Position annotation records:
"""

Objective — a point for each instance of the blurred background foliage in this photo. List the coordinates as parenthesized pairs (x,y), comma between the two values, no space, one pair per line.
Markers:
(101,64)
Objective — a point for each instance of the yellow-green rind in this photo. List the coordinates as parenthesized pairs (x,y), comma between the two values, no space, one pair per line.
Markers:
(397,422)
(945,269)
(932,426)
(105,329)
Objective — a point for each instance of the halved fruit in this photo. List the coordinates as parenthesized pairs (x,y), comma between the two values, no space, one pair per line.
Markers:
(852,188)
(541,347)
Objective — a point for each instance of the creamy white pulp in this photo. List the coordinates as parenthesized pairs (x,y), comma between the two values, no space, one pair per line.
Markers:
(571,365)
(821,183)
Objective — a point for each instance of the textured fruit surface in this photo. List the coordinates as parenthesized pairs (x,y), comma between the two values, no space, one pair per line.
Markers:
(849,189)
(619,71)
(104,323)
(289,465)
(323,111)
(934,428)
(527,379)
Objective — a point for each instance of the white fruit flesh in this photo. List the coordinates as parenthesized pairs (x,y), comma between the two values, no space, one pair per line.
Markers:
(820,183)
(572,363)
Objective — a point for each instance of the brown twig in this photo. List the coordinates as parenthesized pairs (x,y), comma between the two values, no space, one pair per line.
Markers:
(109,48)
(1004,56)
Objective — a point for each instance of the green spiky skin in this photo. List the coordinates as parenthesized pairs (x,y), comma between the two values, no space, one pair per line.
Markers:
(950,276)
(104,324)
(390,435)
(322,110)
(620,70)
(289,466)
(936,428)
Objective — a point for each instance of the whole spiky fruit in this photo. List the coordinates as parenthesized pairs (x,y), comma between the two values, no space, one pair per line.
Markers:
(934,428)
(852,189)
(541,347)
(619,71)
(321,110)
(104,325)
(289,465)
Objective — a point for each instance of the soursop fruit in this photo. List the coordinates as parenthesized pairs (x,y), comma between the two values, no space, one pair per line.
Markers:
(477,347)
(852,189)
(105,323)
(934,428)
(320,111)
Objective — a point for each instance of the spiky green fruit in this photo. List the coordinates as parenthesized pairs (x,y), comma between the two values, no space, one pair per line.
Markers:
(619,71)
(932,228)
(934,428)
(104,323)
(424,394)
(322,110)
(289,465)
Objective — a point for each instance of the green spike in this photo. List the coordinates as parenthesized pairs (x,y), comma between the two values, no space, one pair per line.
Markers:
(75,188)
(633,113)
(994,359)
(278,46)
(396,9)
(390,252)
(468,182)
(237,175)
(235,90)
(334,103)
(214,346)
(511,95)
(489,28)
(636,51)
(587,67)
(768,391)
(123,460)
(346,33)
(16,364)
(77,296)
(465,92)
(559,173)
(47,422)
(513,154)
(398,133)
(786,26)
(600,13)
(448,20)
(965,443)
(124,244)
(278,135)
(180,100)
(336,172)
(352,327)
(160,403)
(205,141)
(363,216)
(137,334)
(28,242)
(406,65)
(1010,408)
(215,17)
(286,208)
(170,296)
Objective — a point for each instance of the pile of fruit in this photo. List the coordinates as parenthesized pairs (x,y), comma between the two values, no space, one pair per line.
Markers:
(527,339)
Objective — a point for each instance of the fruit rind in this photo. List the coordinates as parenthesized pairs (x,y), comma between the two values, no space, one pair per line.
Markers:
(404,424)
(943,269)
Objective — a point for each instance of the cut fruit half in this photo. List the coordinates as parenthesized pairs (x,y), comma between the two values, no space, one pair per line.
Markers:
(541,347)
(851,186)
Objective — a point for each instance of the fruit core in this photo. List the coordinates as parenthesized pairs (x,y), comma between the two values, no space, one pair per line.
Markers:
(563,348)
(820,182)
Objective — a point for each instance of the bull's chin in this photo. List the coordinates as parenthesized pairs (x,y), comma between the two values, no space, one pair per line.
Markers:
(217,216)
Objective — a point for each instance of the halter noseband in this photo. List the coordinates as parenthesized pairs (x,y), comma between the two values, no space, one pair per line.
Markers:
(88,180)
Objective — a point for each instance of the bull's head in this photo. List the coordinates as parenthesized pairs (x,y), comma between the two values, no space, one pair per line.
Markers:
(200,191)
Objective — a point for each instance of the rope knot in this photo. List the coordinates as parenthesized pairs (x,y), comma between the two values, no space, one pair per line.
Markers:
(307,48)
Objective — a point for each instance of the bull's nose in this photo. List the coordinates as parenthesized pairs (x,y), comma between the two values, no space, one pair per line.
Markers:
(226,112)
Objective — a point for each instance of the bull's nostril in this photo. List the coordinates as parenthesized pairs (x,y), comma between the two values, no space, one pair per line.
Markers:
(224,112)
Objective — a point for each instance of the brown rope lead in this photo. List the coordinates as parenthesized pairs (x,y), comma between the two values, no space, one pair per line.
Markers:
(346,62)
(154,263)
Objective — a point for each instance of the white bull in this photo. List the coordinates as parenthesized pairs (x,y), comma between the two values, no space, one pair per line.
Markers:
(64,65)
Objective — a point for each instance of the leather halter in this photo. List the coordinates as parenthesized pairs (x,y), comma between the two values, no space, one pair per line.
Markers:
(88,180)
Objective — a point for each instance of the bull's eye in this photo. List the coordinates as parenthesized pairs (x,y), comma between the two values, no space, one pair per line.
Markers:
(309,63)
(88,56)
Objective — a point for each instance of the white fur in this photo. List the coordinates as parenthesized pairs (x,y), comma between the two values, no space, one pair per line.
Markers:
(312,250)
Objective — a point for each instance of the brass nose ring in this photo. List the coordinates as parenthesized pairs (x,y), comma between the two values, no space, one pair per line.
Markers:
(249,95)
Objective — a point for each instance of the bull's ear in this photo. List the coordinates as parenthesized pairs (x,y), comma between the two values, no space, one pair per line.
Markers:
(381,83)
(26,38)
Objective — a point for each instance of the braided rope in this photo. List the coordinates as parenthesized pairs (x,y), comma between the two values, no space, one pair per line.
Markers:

"""

Rescale the entries starting at the line that contains "Objective — a point for each instance of the white bull" and ending at the last line of the entries, giving every line again with the requests included. Multiply each coordinate in the answers by 2.4 and round to whole numbers, with halves rounding up.

Objective — a point for each instance of the white bull in this photo. List the coordinates as parenthesized pairs (x,y), comma between the two values, no space, one pair per line.
Markers:
(154,156)
Objective — a point for each instance of the leather halter in this photo. List the coordinates as parenthesized pairs (x,y), comma between the two values, no space, one pair per line.
Markers:
(211,432)
Objective — a point for each instance of the bull's eye in this photo. List the coordinates as parenthesized pairs (x,y), comma between the two values, no space, one pair per line.
Markers:
(742,151)
(211,134)
Objective — a point for each instance of the white fur in this photo. List the coordinates as parenthesized pairs (x,y), comma between the two values, no space, one pair per line.
Markers:
(749,600)
Objective — a point for each instance of the brass nose ring in this photo. List the coordinates as parenthesized pairs (x,y), comma between the two values, no space, one pair per line.
Markers:
(598,228)
Objective — a point for each instance of the bull's ear in this photo. List the coordinates as parenthesized pairs (x,y), comma between the two values, no space, one pair per line.
Markers:
(914,199)
(62,91)
Objective — a point for each instance of the braided rope in this photo. List the coordinates as parenthesized pairs (x,y), comma between the two values, no space, one pair per line.
Markers:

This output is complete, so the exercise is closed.